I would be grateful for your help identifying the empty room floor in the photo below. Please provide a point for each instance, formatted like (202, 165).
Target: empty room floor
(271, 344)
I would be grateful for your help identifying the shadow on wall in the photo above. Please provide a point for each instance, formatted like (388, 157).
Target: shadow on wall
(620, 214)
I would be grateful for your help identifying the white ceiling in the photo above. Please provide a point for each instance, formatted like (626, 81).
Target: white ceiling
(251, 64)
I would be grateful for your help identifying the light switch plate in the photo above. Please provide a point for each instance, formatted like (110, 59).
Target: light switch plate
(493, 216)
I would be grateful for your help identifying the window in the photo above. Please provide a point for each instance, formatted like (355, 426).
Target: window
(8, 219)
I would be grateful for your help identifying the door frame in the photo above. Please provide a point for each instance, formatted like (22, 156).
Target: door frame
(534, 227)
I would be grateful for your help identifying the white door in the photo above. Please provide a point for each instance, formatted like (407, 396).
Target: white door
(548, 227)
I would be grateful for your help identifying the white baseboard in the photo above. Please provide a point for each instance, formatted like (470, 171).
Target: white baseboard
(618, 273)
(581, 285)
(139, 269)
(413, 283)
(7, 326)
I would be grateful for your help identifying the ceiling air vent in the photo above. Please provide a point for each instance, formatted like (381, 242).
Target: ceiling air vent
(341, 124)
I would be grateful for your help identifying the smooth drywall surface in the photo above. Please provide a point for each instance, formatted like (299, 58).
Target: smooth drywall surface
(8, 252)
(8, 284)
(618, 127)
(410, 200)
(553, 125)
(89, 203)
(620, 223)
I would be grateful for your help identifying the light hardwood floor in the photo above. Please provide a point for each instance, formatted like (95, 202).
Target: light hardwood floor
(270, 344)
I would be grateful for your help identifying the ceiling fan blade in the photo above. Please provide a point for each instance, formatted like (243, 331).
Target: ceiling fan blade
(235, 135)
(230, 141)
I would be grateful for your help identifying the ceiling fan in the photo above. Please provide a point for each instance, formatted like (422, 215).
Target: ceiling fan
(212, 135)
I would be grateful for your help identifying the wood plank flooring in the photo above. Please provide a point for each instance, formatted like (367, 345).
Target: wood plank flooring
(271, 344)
• • •
**Problem**
The answer is the line with "I would be grateful for your help identifying the smooth" plus every line after it, printed exactly as they appear above.

**Answer box**
I would be grateful for your help identifying the smooth drywall surface in the photo above. Please provide a point for each instance, formatted like (299, 58).
Target: smooth drywall surface
(8, 252)
(8, 284)
(618, 127)
(410, 200)
(553, 125)
(89, 203)
(620, 223)
I would be grateful for your help identifying the light hardwood floor in the photo above. Please provide a point for each instance, formatted like (95, 202).
Target: light hardwood floor
(270, 344)
I would be grateful for your help identifying the ceiling fan blade in the photo above. Please provide a point for each instance, formatted like (243, 331).
Target: ceiling fan blade
(235, 135)
(230, 141)
I would be grateful for your help identifying the ceiling fan in the photo above. Please provide a point for each instance, formatted like (422, 215).
Target: ceiling fan
(212, 135)
I would be grateful for your help identifying the wood plank flooring in the photo above. Please provide a point for each instance, formatted like (367, 345).
Target: wood plank flooring
(271, 344)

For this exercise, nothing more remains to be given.